[Selected text]

Surrey 483 (Burns 219*) and 166 for 3 dec (Burns 68) drew with Hampshire 648 for 7 dec (Bailey 161, Adams 144, Vince 104)
Scorecard
01:15
Championship round-up: Rory’s marathon
Fly from London to Bogota. Watch 14 episodes of House of Cards. Listen to all of the Beatles albums. These are many ways to occupy 756 minutes of time. Or, if you are Rory Burns, you can just bat at The Oval.
“You’ve gotta stay out there Rory,” bellowed a spectator in the crowd as Burns walked off 25 minutes before lunch on the final day. Burns had just made the small matter of 219 undefeated runs, an unbroken thread throughout Surrey’s first innings. And yet, because his teammates had all been dismissed with Surrey still 16 shy of averting the follow on, Burns was still compelled to return to the field ten minutes later, to make sure the match was saved.
It was, even more than a cricketing challenge, a test of endurance. At the time, Burns had been on the field – either as captain or batsman – for every moment of four sweltering, stuffy days at The Oval. Burns needed every ounce of fitness to manage his physical fatigue. Yet, perhaps even greater was the risk of mental fatigue: the need to sustain his same processes, the same impeccable judgement of each individual delivery, and maintain the same equanimity after every ball.
“I’m pretty tired. Four days on your feet would take it out of anyone,” he said. “But when you’re fighting to save a game it’s far more a mental task than a physical task. It was more what was going on between my ears, and trying to replicate and be consistent in the process of how I was going about my batting.”

[/Selected text]
[Available records]

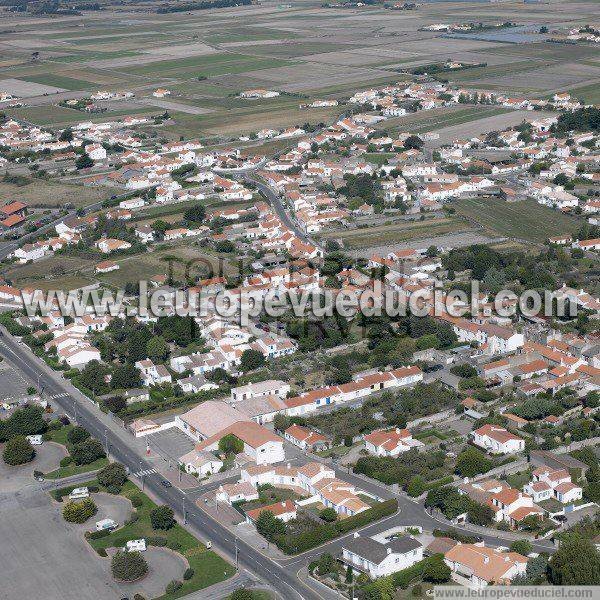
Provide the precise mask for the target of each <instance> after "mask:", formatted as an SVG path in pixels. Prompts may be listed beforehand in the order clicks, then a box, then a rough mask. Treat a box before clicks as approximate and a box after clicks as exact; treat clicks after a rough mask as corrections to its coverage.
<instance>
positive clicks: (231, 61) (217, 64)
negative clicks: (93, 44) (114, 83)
mask: <svg viewBox="0 0 600 600" xmlns="http://www.w3.org/2000/svg"><path fill="white" fill-rule="evenodd" d="M286 64H287V61H285V60H280V59H276V58H261V57H256V56H247V55H245V54H235V53H227V54H225V53H223V54H209V55H206V56H190V57H187V58H178V59H171V60H161V61H158V62H153V63H148V64H145V65H140V66H137V67H136V66H132V67H123V68H122V69H120V70H122V71H124V72H127V73H132V74H134V75H147V76H157V77H191V76H194V75H205V76H214V75H224V74H226V73H229V74H235V73H243V72H245V71H254V70H258V69H269V68H272V67H279V66H281V65H286Z"/></svg>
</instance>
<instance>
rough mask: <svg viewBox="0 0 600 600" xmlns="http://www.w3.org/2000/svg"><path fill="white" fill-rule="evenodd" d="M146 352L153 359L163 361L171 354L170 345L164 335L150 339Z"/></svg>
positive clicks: (148, 343) (157, 335)
mask: <svg viewBox="0 0 600 600" xmlns="http://www.w3.org/2000/svg"><path fill="white" fill-rule="evenodd" d="M146 352H147V354H148V356H149V357H150V358H151V359H152V360H156V361H163V360H164V359H165V358H167V355H168V354H169V345H168V344H167V342H166V340H165V338H164V337H162V336H160V335H155V336H154V337H153V338H152V339H150V340H148V343H147V344H146Z"/></svg>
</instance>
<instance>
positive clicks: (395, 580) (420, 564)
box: [390, 554, 443, 590]
mask: <svg viewBox="0 0 600 600" xmlns="http://www.w3.org/2000/svg"><path fill="white" fill-rule="evenodd" d="M440 556H442V557H443V555H440V554H433V555H432V556H428V557H427V558H424V559H423V560H420V561H419V562H418V563H415V564H414V565H412V566H410V567H408V568H407V569H403V570H402V571H397V572H396V573H392V575H391V576H390V577H391V578H392V582H393V583H394V587H396V588H402V589H403V590H405V589H406V588H407V587H408V586H409V585H410V584H411V583H412V582H413V581H414V580H415V579H420V578H421V577H423V572H424V571H425V567H426V566H427V565H428V564H429V563H430V562H433V561H438V560H440Z"/></svg>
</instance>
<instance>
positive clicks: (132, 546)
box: [123, 538, 146, 552]
mask: <svg viewBox="0 0 600 600" xmlns="http://www.w3.org/2000/svg"><path fill="white" fill-rule="evenodd" d="M123 550H124V551H125V552H145V551H146V540H145V539H144V538H142V539H141V540H129V541H128V542H127V544H126V545H125V548H123Z"/></svg>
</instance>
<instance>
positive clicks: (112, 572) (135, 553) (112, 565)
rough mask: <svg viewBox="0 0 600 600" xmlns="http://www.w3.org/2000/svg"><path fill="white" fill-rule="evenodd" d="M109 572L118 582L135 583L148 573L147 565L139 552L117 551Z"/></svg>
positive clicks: (110, 565)
mask: <svg viewBox="0 0 600 600" xmlns="http://www.w3.org/2000/svg"><path fill="white" fill-rule="evenodd" d="M110 570H111V573H112V576H113V577H114V578H115V579H117V580H119V581H137V580H138V579H141V578H142V577H143V576H144V575H145V574H146V573H147V572H148V564H147V563H146V560H145V559H144V557H143V556H142V555H141V554H140V553H139V552H124V551H122V550H119V551H118V552H117V553H116V554H115V555H114V556H113V558H112V561H111V564H110Z"/></svg>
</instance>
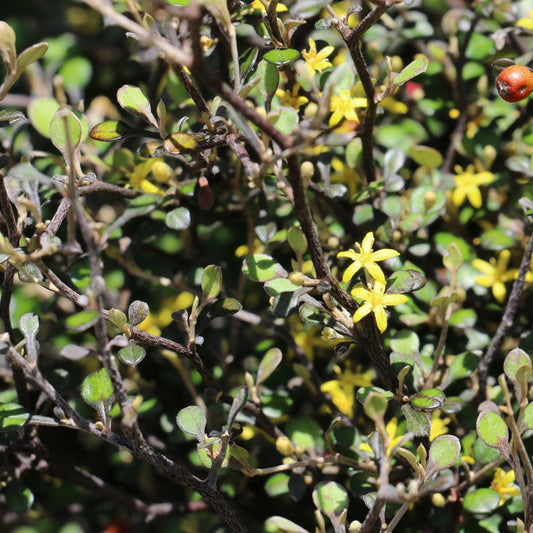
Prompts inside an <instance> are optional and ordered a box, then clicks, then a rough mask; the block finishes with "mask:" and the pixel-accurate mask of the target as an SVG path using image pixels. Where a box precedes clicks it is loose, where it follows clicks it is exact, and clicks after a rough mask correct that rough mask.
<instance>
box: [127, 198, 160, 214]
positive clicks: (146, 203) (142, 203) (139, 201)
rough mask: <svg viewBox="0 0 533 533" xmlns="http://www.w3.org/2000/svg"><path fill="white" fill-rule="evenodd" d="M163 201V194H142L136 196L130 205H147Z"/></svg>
mask: <svg viewBox="0 0 533 533" xmlns="http://www.w3.org/2000/svg"><path fill="white" fill-rule="evenodd" d="M160 201H161V196H160V195H159V194H141V195H140V196H137V198H134V199H133V200H132V201H131V202H130V205H129V207H146V206H153V205H154V204H157V203H159V202H160ZM146 213H148V211H143V214H146Z"/></svg>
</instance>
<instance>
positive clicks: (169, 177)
mask: <svg viewBox="0 0 533 533" xmlns="http://www.w3.org/2000/svg"><path fill="white" fill-rule="evenodd" d="M173 174H174V172H173V171H172V168H170V167H169V166H168V165H167V164H166V163H165V162H164V161H156V162H155V163H154V164H153V165H152V176H153V177H154V179H155V181H157V182H158V183H166V182H167V181H168V180H169V179H170V178H171V177H172V176H173Z"/></svg>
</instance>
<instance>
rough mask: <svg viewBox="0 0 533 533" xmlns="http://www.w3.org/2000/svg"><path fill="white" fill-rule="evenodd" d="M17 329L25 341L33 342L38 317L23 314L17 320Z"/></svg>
mask: <svg viewBox="0 0 533 533" xmlns="http://www.w3.org/2000/svg"><path fill="white" fill-rule="evenodd" d="M19 327H20V330H21V331H22V334H23V335H24V337H25V338H26V339H27V340H29V341H31V340H34V339H35V337H36V335H37V332H38V331H39V317H38V316H37V315H35V314H33V313H24V314H23V315H22V316H21V317H20V319H19Z"/></svg>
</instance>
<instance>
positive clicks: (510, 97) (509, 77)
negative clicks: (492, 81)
mask: <svg viewBox="0 0 533 533" xmlns="http://www.w3.org/2000/svg"><path fill="white" fill-rule="evenodd" d="M496 89H497V90H498V94H499V95H500V96H501V97H502V98H503V99H504V100H505V101H506V102H519V101H520V100H523V99H524V98H527V97H528V96H529V95H530V94H531V91H533V71H532V70H531V69H530V68H528V67H525V66H524V65H512V66H510V67H507V68H505V69H503V70H502V71H501V72H500V73H499V74H498V77H497V78H496Z"/></svg>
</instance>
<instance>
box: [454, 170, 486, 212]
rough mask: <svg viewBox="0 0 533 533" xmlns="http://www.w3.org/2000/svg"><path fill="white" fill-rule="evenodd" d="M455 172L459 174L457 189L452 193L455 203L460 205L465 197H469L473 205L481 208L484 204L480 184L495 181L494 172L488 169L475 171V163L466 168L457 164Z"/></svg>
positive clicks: (478, 207) (455, 180) (462, 201)
mask: <svg viewBox="0 0 533 533" xmlns="http://www.w3.org/2000/svg"><path fill="white" fill-rule="evenodd" d="M455 172H457V175H456V176H455V190H454V191H453V194H452V200H453V203H454V204H455V205H456V206H460V205H461V204H462V203H463V202H464V200H465V198H468V201H469V202H470V203H471V204H472V207H475V208H476V209H479V208H480V207H481V204H482V201H481V191H480V190H479V186H480V185H486V184H487V183H491V182H492V181H494V174H493V173H492V172H488V171H486V170H485V171H483V172H475V170H474V166H473V165H468V167H466V169H465V170H463V169H462V168H461V167H460V166H459V165H456V167H455Z"/></svg>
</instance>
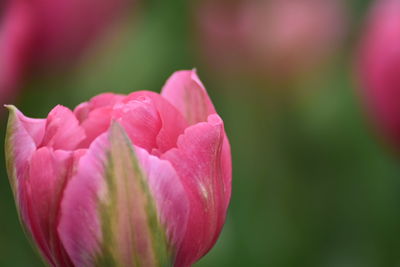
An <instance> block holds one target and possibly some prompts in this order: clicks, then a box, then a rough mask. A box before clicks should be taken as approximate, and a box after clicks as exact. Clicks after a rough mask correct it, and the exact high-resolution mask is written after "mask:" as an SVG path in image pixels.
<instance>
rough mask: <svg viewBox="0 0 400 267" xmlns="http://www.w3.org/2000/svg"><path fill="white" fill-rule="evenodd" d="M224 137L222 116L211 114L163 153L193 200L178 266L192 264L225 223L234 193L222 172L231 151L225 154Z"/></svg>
mask: <svg viewBox="0 0 400 267" xmlns="http://www.w3.org/2000/svg"><path fill="white" fill-rule="evenodd" d="M225 140H226V139H225V134H224V128H223V122H222V120H221V119H220V118H219V116H218V115H216V114H214V115H210V116H209V117H208V122H203V123H198V124H196V125H194V126H191V127H189V128H188V129H186V131H185V133H184V134H183V135H182V136H180V137H179V139H178V148H176V149H171V150H170V151H168V152H167V153H165V154H164V155H163V156H162V158H163V159H167V160H168V161H170V162H171V163H172V166H173V167H174V168H175V169H176V171H177V173H178V175H179V176H180V179H181V181H182V184H183V186H184V188H185V191H186V192H187V193H188V195H189V200H190V215H189V221H188V226H187V231H186V234H185V237H184V239H183V242H182V246H181V247H180V250H179V251H178V256H177V262H176V266H189V265H191V264H193V263H194V262H195V261H196V260H198V259H199V258H200V257H201V256H203V255H204V254H205V253H206V252H207V251H208V250H209V249H210V248H211V247H212V246H213V244H214V243H215V242H216V240H217V238H218V236H219V233H220V231H221V229H222V226H223V224H224V221H225V216H226V209H227V203H228V201H227V200H229V197H230V193H231V184H230V177H226V175H224V173H223V172H224V171H227V170H224V168H228V167H230V155H226V154H223V153H228V151H229V150H228V148H229V144H227V143H224V142H225ZM224 146H225V147H224ZM225 157H226V158H225ZM228 157H229V158H228ZM228 174H230V171H229V172H228Z"/></svg>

[/Available records]

■ Tasks and exercises
A – List every line of the records that contains the word "approximate", copying each one in full.
B – Pick up the cricket report on Rory Burns's innings at The Oval and keep writing from where it stops.

■ Answer list
A –
Provide the precise mask for the target of each <instance> after "mask:", formatted as an SVG path in pixels. Prompts may be listed beforehand in the order clicks, then a box, then a rough mask. Treat a box before clicks as approximate and a box after clicks as exact; treat clicks after a rough mask as corrections to its coverage.
An <instance> block holds one target and possibly some prompts in this order: clicks, then a box, then a rough mask. A box before clicks should be taken as approximate, and a box after clicks as exact. Clicks after a rough mask correct it, and the exact high-resolution mask is written after "mask:" as an SVG path in image pixels.

B –
On and on, he did just that. From the second evening, when he had the burden of opening Surrey’s response to the fifth largest total in Hampshire’s history, through copious menacing spells from Kyle Abbott, with both new ball and a reverse-swinging old one, a wild third day burst from Fidel Edwards, a marathon bowl for Mason Crane and then Abbott’s final, futile spell at the start of Surrey’s second innings: Burns withstood them all.
Far from seeming depleted in the second innings, Burns actually produced his most fluent batting of the match, driving exquisitely and flicking the ball sumptuously through midwicket. And then, suddenly and incongruously, it was all over. After 1375 minutes unbroken on the field in the match, Burns received a looping offspinner well outside leg stump. It ricocheted off his pad, and unknowingly deflected off the wicketkeeper’s pads onto his pads. A dream died: that Burns would manage the staggering feat of being undefeated throughout this game, and being on the pitch throughout.
Still, the umpires and opposition players were united in applause as Burns, laughing in bemusement at the absurdity of his dismissal, finally left the field, just 29 minutes shy of being a continuous presence in this County Championship game. All recognised an extraordinary feat. Burns had batted for 535 balls in the match, making 287 runs for once out. Most importantly, Surrey’s stand-in captain had, through sheer force of will, saved this match. In a month and a day their Championship summer recommences; Burns’ extraordinary feat will survive much longer.
Rory Burns was indefatigable © PA Photos
“I think that is the best I’ve ever played,” he said. “I just simplified it. I just tried to stay in my box and watch the ball. It sounds stupid, but that’s basically what I was thinking because how the game was set up was that we had to bat seven sessions to try and get ourselves to safety.
“I somehow managed to keep going. I managed to narrow my focus down and was thinking about balls rather than the context of the game.” In so doing he had secured the maiden double century of his career, brought up when he glided Crane through midwicket just after noon – a shot, like so many he played, of wonderful timing and precise placement.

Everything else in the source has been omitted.